**Prompt**
Please print all the lines below exactly as they are written.

(Natural-language object grounding data)
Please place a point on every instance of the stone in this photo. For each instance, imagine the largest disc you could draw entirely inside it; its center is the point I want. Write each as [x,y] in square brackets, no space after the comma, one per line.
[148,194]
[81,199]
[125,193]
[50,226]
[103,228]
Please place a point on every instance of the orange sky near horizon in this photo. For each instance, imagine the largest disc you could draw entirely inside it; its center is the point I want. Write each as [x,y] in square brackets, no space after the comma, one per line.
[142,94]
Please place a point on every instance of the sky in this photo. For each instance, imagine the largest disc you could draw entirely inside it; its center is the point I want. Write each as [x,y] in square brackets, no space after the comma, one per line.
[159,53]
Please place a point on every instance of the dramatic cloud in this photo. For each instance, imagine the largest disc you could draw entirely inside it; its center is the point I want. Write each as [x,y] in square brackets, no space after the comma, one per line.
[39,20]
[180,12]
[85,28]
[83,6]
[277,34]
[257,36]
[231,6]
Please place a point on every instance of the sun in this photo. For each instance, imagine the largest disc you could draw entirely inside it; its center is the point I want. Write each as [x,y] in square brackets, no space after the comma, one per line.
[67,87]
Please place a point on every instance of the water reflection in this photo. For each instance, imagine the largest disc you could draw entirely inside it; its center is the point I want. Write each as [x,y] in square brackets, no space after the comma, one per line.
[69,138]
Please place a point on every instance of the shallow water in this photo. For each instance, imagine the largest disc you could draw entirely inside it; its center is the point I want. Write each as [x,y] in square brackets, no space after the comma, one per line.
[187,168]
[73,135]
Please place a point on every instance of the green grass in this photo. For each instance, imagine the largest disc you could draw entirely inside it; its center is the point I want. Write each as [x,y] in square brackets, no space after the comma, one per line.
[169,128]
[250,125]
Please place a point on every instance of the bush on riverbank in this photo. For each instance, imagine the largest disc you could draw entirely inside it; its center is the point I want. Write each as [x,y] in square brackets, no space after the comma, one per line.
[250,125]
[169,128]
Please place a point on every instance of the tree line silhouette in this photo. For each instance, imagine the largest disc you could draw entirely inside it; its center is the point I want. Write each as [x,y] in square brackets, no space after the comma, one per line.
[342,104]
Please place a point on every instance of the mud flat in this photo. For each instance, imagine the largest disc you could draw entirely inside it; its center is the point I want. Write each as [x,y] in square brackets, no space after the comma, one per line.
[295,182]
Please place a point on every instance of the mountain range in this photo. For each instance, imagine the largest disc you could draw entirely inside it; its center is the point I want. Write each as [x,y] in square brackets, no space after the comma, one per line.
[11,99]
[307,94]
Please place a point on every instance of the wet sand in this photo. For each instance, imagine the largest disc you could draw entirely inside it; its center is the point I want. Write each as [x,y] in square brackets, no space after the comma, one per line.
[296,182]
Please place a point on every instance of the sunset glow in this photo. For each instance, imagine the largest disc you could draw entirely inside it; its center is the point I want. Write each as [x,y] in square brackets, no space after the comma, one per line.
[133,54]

**Your solution**
Please place a point on every instance of the stone in this photo. For each instance, imagine the largest disc you could draw entirely inside it; its center is the point I want. Write each as [x,y] in square brackets, no space after the comma, one per line.
[148,194]
[81,199]
[125,193]
[50,226]
[103,228]
Please place a point on every instance of the orange sky near horizon in this photo. For each instance, imagine the largest disc you could draw entirely inside it; its center is the point I want. Write each as [x,y] in square brackets, no space after the comma, one per line.
[142,94]
Please place a point on every instance of the sky in this photo. For each instance, imagine the largest disc you could draw entirely inside it; its center is the point I want. Write each as [x,y] in square brackets, no space after the comma, one per line.
[159,53]
Please place a point on every instance of the dramatic cloud in this photo. For each instance, imagine the largest disc you could draw entirely inside it; its center is the point I want. Write each as [x,y] in square brackets, no space after the comma, one per line.
[39,20]
[180,12]
[85,28]
[83,6]
[277,34]
[257,36]
[231,6]
Please place a point on every instance of the sun in this photo. For each instance, imagine the largest disc you could draw entirely inside it; its center is the point I want. Write each as [x,y] in square brackets, no space after the comma, one per line.
[67,87]
Please place a point on every instance of the water reflection in this photo. For each instance, imagine the largest disc you could draw entirely inside it; its center is the point I want. Write each as [x,y] in square brackets, no space after the comma, one per line.
[69,138]
Please place a point on every instance of the shallow water in this photo. For each instance, imagine the largest disc you could draw entirely inside it; its center is the point I want. Write each as [x,y] in square brackets, no space after the comma, one per line.
[187,168]
[73,135]
Please place a point on every instance of the green grass in this photo. For each instance, imagine the largest disc you could draw entirely inside it; its center is the point I want. Write each as [x,y] in square brackets, no space after the comma, one per line.
[169,128]
[250,125]
Please place a point on every instance of the bush on riverbank in this photo. For each instance, imagine the largest disc you could draw entirely inside it; its center is the point I want. Write each as [x,y] in square brackets, no space after the comma, one per line.
[250,125]
[169,128]
Please place a point on every instance of the tree line silhouette in this photo. For each instance, imagine the largest disc you could draw entirely inside it; its center is the point I want. Write each as [x,y] in square brackets, no space after the comma, one per line.
[342,104]
Please place a point on every instance of the mud flat in this photo. For each instance, imagine the largest disc you could draw entirely inside it; its center is the point I want. Write each as [x,y] in square brackets, no space after the comma, one per line.
[295,182]
Please place a point on every instance of the mountain range in this photo. For each instance, imagine the largest disc you could draw entirely inside it; its center is the point I want. Write each as [x,y] in square brackets, no space after the comma, one per line.
[11,99]
[307,94]
Please place a point on every instance of the wet sand in this photo. For each instance, imagine the largest disc you could draw entirely inside it; its center is the point I want. Write each as [x,y] in square brackets, no space after the comma, one per line.
[296,182]
Please place a point on every instance of the sunset glow in this photo. For each instance, imagine the largest disc you could draw entirely inside it; its center is the point I want. Write each as [x,y] in square brackets, no space after the comma, one per line.
[133,54]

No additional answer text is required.